— START OF Input material —

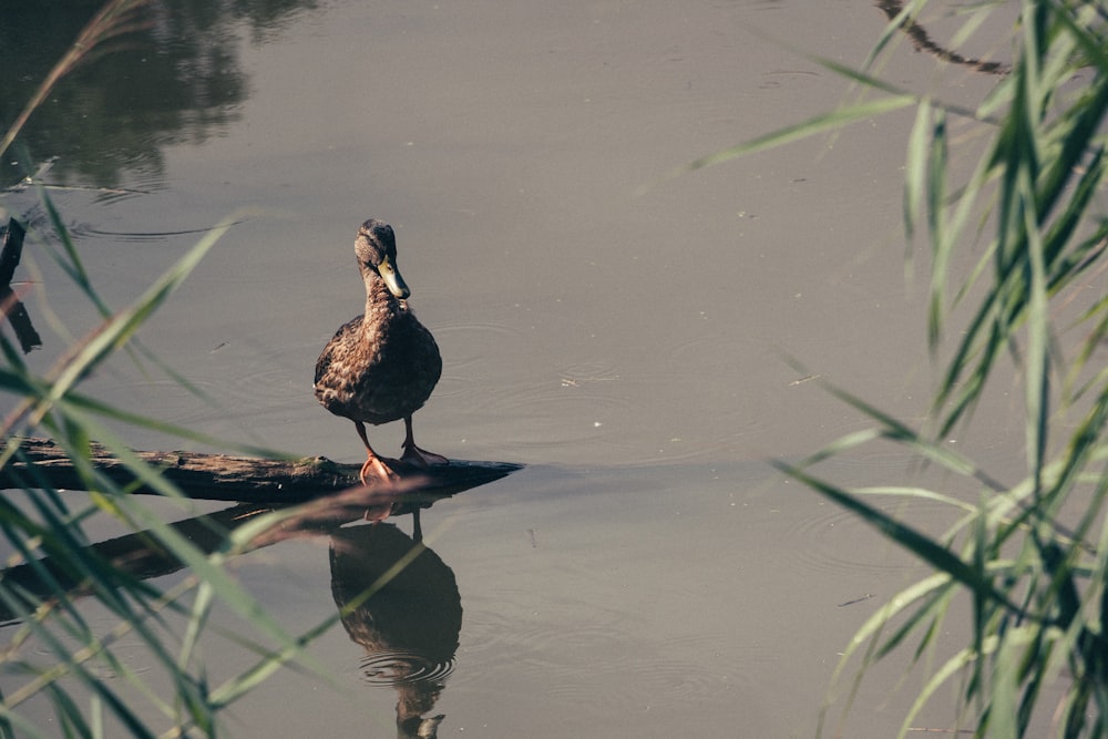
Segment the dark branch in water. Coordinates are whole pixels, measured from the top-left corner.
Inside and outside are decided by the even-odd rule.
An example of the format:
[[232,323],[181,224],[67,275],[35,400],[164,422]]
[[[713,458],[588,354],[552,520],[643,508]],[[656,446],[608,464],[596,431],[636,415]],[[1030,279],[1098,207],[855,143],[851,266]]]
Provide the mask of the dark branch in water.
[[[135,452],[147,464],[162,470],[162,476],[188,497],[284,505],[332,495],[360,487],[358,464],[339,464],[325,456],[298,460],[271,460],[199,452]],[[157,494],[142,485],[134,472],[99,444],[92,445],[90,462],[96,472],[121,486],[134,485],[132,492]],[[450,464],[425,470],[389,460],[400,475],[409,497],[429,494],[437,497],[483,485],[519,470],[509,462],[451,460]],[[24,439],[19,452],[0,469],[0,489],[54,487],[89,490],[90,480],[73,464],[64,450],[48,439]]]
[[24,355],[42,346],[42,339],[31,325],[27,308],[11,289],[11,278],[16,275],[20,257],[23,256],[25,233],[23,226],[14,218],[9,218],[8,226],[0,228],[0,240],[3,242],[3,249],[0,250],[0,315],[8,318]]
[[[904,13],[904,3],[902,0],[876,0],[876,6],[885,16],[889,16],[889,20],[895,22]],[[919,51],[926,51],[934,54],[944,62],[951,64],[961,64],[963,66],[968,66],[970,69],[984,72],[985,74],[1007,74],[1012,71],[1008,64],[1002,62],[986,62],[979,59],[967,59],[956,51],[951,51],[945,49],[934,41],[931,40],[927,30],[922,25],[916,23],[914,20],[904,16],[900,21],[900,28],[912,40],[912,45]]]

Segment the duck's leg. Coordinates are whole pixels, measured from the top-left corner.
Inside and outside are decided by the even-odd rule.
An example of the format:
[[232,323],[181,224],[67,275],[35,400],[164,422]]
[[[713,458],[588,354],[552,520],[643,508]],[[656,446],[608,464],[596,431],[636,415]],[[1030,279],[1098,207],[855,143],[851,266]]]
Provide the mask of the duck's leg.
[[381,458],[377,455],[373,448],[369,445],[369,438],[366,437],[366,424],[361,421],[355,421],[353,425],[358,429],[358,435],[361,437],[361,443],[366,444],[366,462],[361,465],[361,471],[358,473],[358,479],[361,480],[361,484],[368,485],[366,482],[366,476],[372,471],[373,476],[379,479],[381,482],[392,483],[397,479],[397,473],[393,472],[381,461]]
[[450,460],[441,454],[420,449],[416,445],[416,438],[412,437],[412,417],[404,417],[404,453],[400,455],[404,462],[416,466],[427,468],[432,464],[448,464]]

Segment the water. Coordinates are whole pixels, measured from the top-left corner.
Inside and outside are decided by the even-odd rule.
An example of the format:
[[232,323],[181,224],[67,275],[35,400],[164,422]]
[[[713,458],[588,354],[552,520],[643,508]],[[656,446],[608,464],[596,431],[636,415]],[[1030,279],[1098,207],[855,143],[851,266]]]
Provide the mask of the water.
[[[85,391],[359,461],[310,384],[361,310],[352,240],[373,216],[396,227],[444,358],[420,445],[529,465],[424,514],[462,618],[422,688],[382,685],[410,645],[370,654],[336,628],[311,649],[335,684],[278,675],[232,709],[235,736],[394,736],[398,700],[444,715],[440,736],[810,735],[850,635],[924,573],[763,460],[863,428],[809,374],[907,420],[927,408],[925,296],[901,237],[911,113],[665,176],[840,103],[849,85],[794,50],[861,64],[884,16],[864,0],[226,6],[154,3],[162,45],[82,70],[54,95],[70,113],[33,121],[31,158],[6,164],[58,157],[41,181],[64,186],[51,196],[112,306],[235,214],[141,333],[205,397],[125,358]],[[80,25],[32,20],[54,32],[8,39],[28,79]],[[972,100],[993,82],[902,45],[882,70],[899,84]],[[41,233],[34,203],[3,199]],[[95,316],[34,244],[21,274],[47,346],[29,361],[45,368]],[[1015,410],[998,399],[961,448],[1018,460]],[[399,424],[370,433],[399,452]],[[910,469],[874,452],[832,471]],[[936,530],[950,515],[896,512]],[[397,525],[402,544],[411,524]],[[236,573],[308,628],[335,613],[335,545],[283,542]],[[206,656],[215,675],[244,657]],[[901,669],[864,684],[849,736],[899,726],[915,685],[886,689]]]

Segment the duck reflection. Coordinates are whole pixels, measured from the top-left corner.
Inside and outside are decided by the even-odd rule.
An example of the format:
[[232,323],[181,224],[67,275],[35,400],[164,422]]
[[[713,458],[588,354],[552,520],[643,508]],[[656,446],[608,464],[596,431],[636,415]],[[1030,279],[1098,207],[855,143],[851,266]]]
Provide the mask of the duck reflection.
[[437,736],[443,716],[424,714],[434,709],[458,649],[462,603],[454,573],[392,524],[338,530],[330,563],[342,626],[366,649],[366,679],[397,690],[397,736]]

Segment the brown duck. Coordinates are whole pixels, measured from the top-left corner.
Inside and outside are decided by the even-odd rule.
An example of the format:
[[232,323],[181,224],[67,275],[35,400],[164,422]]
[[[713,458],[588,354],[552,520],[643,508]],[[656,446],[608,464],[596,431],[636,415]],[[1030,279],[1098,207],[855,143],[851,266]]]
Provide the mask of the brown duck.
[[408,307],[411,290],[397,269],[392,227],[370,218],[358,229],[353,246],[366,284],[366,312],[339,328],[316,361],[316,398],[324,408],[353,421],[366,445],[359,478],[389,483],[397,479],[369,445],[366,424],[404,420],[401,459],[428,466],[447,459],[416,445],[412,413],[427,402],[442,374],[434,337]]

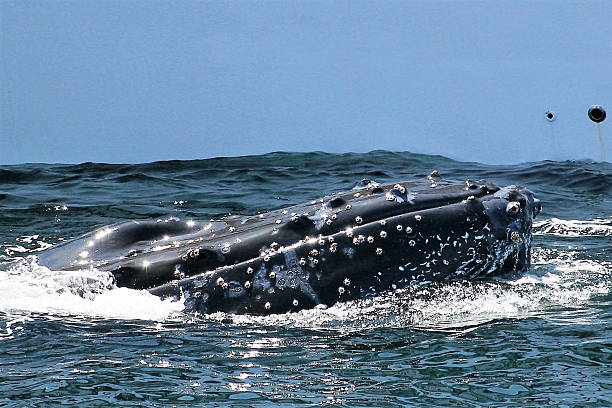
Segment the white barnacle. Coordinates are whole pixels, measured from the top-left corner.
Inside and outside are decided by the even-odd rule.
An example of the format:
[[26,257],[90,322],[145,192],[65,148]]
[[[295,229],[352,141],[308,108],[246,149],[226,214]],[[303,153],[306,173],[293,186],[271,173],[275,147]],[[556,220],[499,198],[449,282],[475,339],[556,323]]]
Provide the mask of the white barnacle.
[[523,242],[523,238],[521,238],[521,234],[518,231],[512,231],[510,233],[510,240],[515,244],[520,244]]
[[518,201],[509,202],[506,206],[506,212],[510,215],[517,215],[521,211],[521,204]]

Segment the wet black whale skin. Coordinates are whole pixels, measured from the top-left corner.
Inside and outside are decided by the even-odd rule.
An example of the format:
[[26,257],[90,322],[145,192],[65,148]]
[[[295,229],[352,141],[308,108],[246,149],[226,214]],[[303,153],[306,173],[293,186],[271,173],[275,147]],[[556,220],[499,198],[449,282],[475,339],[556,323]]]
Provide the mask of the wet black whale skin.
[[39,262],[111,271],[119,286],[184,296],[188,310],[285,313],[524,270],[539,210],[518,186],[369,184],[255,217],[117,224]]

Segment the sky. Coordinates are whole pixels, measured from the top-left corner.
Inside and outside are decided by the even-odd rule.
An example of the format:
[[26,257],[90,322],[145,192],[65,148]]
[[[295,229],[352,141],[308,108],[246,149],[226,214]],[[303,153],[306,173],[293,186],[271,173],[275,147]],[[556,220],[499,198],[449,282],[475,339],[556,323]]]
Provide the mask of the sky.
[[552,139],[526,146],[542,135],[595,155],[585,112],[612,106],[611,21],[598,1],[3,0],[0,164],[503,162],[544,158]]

— END OF Input material —

▶ [Task brief] Present every line of the material above as one numbered list. Skip blank lines and leave out the pictures.

▶ [Correct output]
1. Segment the dark branch in water. Coordinates are whole pixels, measured from the top-left corner.
2. Inside and outside are decided by the even-odd rule.
3. An example of the format:
4. [[232,323],[181,224],[67,275],[35,400],[164,422]]
5. [[[713,458],[588,354],[552,520],[643,508]],[[656,446],[608,464],[596,431],[636,415]],[[1030,279],[1098,207],[855,143],[851,266]]]
6. Provide the mask of the dark branch in water.
7. [[[135,452],[147,464],[162,470],[162,476],[188,497],[284,505],[332,495],[360,487],[358,464],[339,464],[325,456],[298,460],[271,460],[199,452]],[[157,494],[142,485],[134,472],[99,444],[92,445],[90,462],[96,472],[121,486],[134,485],[132,492]],[[450,464],[425,470],[389,460],[400,475],[409,497],[429,494],[437,497],[483,485],[519,470],[509,462],[451,460]],[[24,439],[19,452],[0,469],[0,489],[54,487],[89,490],[90,480],[73,464],[64,450],[48,439]]]
8. [[24,355],[42,346],[42,339],[31,325],[27,308],[11,289],[11,278],[16,275],[20,257],[23,256],[25,233],[23,226],[14,218],[9,218],[8,226],[0,228],[0,240],[3,242],[3,249],[0,250],[0,315],[8,318]]
9. [[[904,13],[904,3],[902,0],[876,0],[876,6],[885,16],[889,16],[889,20],[895,22]],[[919,51],[926,51],[934,54],[944,62],[951,64],[961,64],[963,66],[968,66],[970,69],[984,72],[985,74],[1007,74],[1012,71],[1008,64],[1002,62],[986,62],[979,59],[967,59],[956,51],[951,51],[945,49],[934,41],[931,40],[927,30],[922,25],[916,23],[914,20],[904,16],[900,21],[900,28],[912,40],[912,45]]]
10. Segment the duck's leg. Coordinates are whole pixels, measured from the top-left corner.
11. Inside and outside are decided by the even-odd rule.
12. An example of the format:
13. [[232,323],[181,224],[67,275],[35,400],[164,422]]
14. [[[713,458],[588,354],[552,520],[643,508]],[[656,446],[608,464],[596,431],[636,415]],[[1030,279],[1098,207],[855,143],[851,266]]]
15. Provide the mask of the duck's leg.
16. [[381,458],[377,455],[373,448],[369,445],[369,438],[366,437],[366,424],[361,421],[355,421],[353,425],[358,429],[358,435],[361,437],[361,443],[366,444],[366,462],[361,465],[361,471],[358,473],[358,479],[361,480],[361,484],[368,485],[366,482],[366,476],[372,471],[373,476],[379,479],[381,482],[392,483],[397,479],[397,473],[393,472],[381,461]]
17. [[450,460],[441,454],[420,449],[416,445],[416,438],[412,437],[412,417],[404,417],[404,453],[400,455],[404,462],[416,466],[427,468],[432,464],[448,464]]
18. Segment the water. Coordinates are whole pixels, measured from the top-left corner.
19. Inside and outside are decided by the even-odd rule.
20. An example of the format:
21. [[232,323],[181,224],[67,275],[35,400],[164,422]]
22. [[[713,458],[588,354],[552,520],[643,508]],[[656,446],[608,464],[596,431],[636,415]],[[1030,279],[1098,207],[855,143],[851,266]]]
23. Provide the mask of the water.
24. [[[85,391],[359,461],[310,384],[361,310],[352,240],[373,216],[396,227],[444,358],[420,445],[529,465],[424,514],[462,618],[422,688],[382,685],[410,645],[370,654],[336,628],[311,649],[335,684],[278,675],[232,709],[235,736],[394,736],[398,700],[444,715],[440,736],[810,735],[850,635],[924,573],[763,460],[863,428],[809,374],[907,420],[927,408],[925,296],[901,237],[911,113],[665,176],[840,103],[849,85],[794,50],[861,64],[884,16],[864,0],[226,6],[154,3],[162,45],[82,70],[54,95],[70,113],[33,121],[31,158],[6,164],[58,157],[41,181],[64,186],[51,196],[112,306],[235,214],[141,333],[205,397],[125,358]],[[80,25],[32,20],[54,32],[8,39],[28,79]],[[972,100],[993,82],[902,45],[882,70],[899,84]],[[41,233],[34,203],[3,199]],[[95,316],[34,244],[21,274],[47,346],[29,361],[45,368]],[[1015,410],[998,399],[961,448],[1018,460]],[[399,424],[370,433],[399,452]],[[910,469],[874,452],[832,471]],[[936,530],[950,515],[896,512]],[[397,525],[402,544],[411,524]],[[236,573],[308,628],[335,613],[335,545],[283,542]],[[206,656],[215,675],[244,657]],[[901,669],[864,684],[849,736],[899,726],[915,685],[886,689]]]
25. Segment the duck reflection. Coordinates are whole pixels, measured from the top-left corner.
26. Inside and outside are decided by the even-odd rule.
27. An example of the format:
28. [[232,323],[181,224],[67,275],[35,400],[164,422]]
29. [[[713,458],[588,354],[552,520],[643,508]],[[656,446],[608,464],[596,431],[636,415]],[[1030,279],[1098,207],[855,143],[851,266]]]
30. Provide the mask of the duck reflection.
31. [[437,736],[443,716],[424,714],[434,709],[458,649],[462,603],[454,573],[392,524],[338,530],[330,563],[342,626],[366,649],[366,679],[397,690],[397,736]]
32. Segment the brown duck. Coordinates are whole pixels, measured from the top-left corner.
33. Inside and outside are decided by the even-odd rule.
34. An example of the format:
35. [[232,323],[181,224],[67,275],[35,400],[164,422]]
36. [[[713,458],[588,354],[552,520],[643,508]],[[656,446],[608,464],[596,431],[636,415]],[[1030,279],[1098,207],[855,143],[851,266]]]
37. Provide the mask of the brown duck.
38. [[408,307],[411,290],[397,269],[392,227],[370,218],[358,229],[353,246],[366,284],[366,312],[339,328],[316,361],[316,398],[324,408],[353,421],[366,445],[359,478],[389,483],[397,479],[369,445],[366,424],[404,420],[401,459],[428,466],[447,459],[416,445],[412,413],[427,402],[442,374],[434,337]]
39. Segment the white barnacle. Coordinates are whole pixels, measured from the top-left corner.
40. Inside and outside are decided by the even-odd rule.
41. An example of the format:
42. [[26,257],[90,322],[145,192],[65,148]]
43. [[[295,229],[352,141],[308,108],[246,149],[226,214]],[[303,153],[306,173],[293,186],[271,173],[275,147]],[[556,220],[499,198],[449,282],[475,339],[556,323]]]
44. Provide the mask of the white barnacle.
45. [[523,242],[523,238],[521,238],[521,234],[518,231],[512,231],[510,233],[510,240],[515,244],[520,244]]
46. [[518,201],[509,202],[506,206],[506,212],[510,215],[517,215],[521,211],[521,204]]
47. Segment the wet black whale skin. Coordinates are whole pixels, measured from the top-left corner.
48. Inside and outside are decided by the even-odd rule.
49. An example of the format:
50. [[26,257],[90,322],[145,192],[65,148]]
51. [[[295,229],[352,141],[308,108],[246,149],[226,214]],[[303,153],[306,173],[293,186],[271,173],[275,147]],[[556,220],[499,198],[449,282],[475,339],[556,323]]]
52. Provide the mask of the wet black whale skin.
53. [[39,262],[111,271],[119,286],[184,296],[188,310],[285,313],[524,270],[539,210],[518,186],[369,184],[255,217],[117,224]]
54. Segment the sky. Coordinates are whole pixels, measured from the top-left corner.
55. Inside and outside are decided by the even-odd rule.
56. An example of the format:
57. [[26,257],[90,322],[145,192],[65,148]]
58. [[[295,229],[352,141],[308,108],[246,149],[226,214]],[[303,153],[306,173],[293,186],[271,173],[275,147]],[[556,220],[499,198],[449,282],[475,339],[556,323]]]
59. Provide the mask of the sky.
60. [[552,139],[526,146],[542,135],[595,155],[585,112],[612,106],[611,21],[598,1],[3,0],[0,164],[503,162],[544,158]]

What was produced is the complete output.